Most of us think
that history is the past. It's not. History is the stories we tell about the
past. That's all it is. Stories.
In 1598, what is now
New Mexico, Juan de Onate and his troops killed over eight hundred Acoma and
cut off the left foot of every man over the age of twenty-five.
North America has
had a long association with Native people, but despite the history that the two
groups have shared, North America no longer sees Indians. What it sees are war bonnets, beaded shirts,
fringed deerskin dresses, loincloths, headbands, feathered lances, tomahawks,
moccasins, face paint, and bone chokers.
For some Live
Indians, being invisible is annoying enough, but being inauthentic is
crushing. If it will help, I'm willing
to apologize for the antenna on that house in Acoma. I've already shaved off my moustache, so that
should no longer be an issue. If I
didn't live in the middle of a city, I'd have a horse. Maybe two.
I sing with a drum group. I've
been to sweats. I have friends on a number of reservations and reserves around
North America. I'm diabetic. If you can think of something else I can do
to help myself, let me know.
For Native people,
the distinction between Dead Indians and Live Indians is almost impossible to
maintain. But North America doesn't have
this problem. All it has to do is hold
the two Indians up to the light. Dead
Indians are dignified, noble, silent, suitably garbed. And dead.
Live Indians are invisible, unruly, disappointing. And breathing. One is a romantic reminder of a heroic but
fictional past. The other is simply an
unpleasant, contemporary surprise.
A great many people
in North America believe that Canada and the United States, in a moment of
inexplicable generosity, gave treaty rights to Native people as a gift. Of course, anyone familiar with the history
of Indians in North America knows that Native people paid for every treaty
right, and in some cases, paid more than once.

§ DATA PROVIDED:
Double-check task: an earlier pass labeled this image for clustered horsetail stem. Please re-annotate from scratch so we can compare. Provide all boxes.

§ PROBLEM REQUIREMENTS: In the passage on Native people in North America, what did Juan de Onate and his troops do in 1598 to every Acoma man over the age of twenty-five?

§ OUTPUT OF THE TASK: They cut off his left foot.